Aim of the exercise: Copy each of the entries below word for word, leaving every line unchanged.

Data under study:
= Beginning of Section =
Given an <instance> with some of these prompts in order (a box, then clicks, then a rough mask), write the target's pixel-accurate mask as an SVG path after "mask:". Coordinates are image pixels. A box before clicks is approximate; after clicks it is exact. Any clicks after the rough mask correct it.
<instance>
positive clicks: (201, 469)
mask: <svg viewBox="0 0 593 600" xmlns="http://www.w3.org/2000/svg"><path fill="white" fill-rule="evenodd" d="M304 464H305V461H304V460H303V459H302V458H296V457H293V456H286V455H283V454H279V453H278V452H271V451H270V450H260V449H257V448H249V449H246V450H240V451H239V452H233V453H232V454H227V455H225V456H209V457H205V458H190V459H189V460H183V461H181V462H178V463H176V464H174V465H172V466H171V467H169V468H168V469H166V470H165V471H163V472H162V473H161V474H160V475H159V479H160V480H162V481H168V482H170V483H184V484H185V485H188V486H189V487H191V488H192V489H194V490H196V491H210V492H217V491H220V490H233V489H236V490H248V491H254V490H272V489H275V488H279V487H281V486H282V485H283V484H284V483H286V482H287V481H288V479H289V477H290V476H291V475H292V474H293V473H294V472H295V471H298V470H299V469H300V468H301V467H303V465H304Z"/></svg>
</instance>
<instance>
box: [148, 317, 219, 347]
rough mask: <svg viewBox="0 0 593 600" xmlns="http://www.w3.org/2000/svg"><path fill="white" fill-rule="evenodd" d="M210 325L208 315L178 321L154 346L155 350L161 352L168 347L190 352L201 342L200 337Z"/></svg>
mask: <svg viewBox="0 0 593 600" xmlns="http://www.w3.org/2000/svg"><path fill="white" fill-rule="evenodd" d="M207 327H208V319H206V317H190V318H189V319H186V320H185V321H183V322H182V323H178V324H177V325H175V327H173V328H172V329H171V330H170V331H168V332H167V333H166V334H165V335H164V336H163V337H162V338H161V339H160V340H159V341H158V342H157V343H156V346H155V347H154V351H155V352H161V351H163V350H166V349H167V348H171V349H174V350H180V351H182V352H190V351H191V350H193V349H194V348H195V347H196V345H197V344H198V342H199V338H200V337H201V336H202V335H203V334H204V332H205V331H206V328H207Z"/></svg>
= End of Section =
Solution for this task:
Given an <instance> with some of these prompts in order (a box, then clicks, then a rough mask), write the target's pixel-accurate mask as an SVG path after "mask:". Coordinates are image pixels. A box before clicks is approximate; after clicks it is exact. Any clicks after the rough mask correct it.
<instance>
positive clicks: (201, 469)
mask: <svg viewBox="0 0 593 600" xmlns="http://www.w3.org/2000/svg"><path fill="white" fill-rule="evenodd" d="M304 464H305V461H304V460H303V459H302V458H296V457H293V456H286V455H283V454H279V453H278V452H271V451H270V450H260V449H257V448H249V449H246V450H240V451H239V452H233V453H232V454H227V455H225V456H209V457H205V458H190V459H189V460H183V461H181V462H178V463H176V464H174V465H172V466H171V467H169V468H168V469H166V470H165V471H163V472H162V473H161V474H160V475H159V479H160V480H162V481H168V482H170V483H184V484H185V485H188V486H189V487H191V488H192V489H194V490H196V491H210V492H217V491H220V490H233V489H236V490H248V491H254V490H272V489H275V488H279V487H281V486H282V485H283V484H284V483H286V482H287V481H288V479H289V477H290V476H291V475H292V474H293V473H294V472H295V471H298V470H299V469H300V468H301V467H303V465H304Z"/></svg>
</instance>
<instance>
box: [148, 317, 219, 347]
rough mask: <svg viewBox="0 0 593 600" xmlns="http://www.w3.org/2000/svg"><path fill="white" fill-rule="evenodd" d="M210 325L208 315L178 321L154 346L155 350L161 352L168 347L190 352L201 342L200 337Z"/></svg>
mask: <svg viewBox="0 0 593 600" xmlns="http://www.w3.org/2000/svg"><path fill="white" fill-rule="evenodd" d="M207 327H208V319H206V317H190V318H189V319H186V320H185V321H183V322H182V323H178V324H177V325H175V327H173V328H172V329H171V330H170V331H168V332H167V333H166V334H165V335H164V336H163V337H162V338H161V339H160V340H159V341H158V342H157V343H156V346H155V347H154V351H155V352H161V351H163V350H166V349H167V348H171V349H174V350H180V351H182V352H190V351H191V350H193V349H194V348H195V347H196V345H197V344H198V342H199V338H200V337H201V336H202V335H203V334H204V332H205V331H206V328H207Z"/></svg>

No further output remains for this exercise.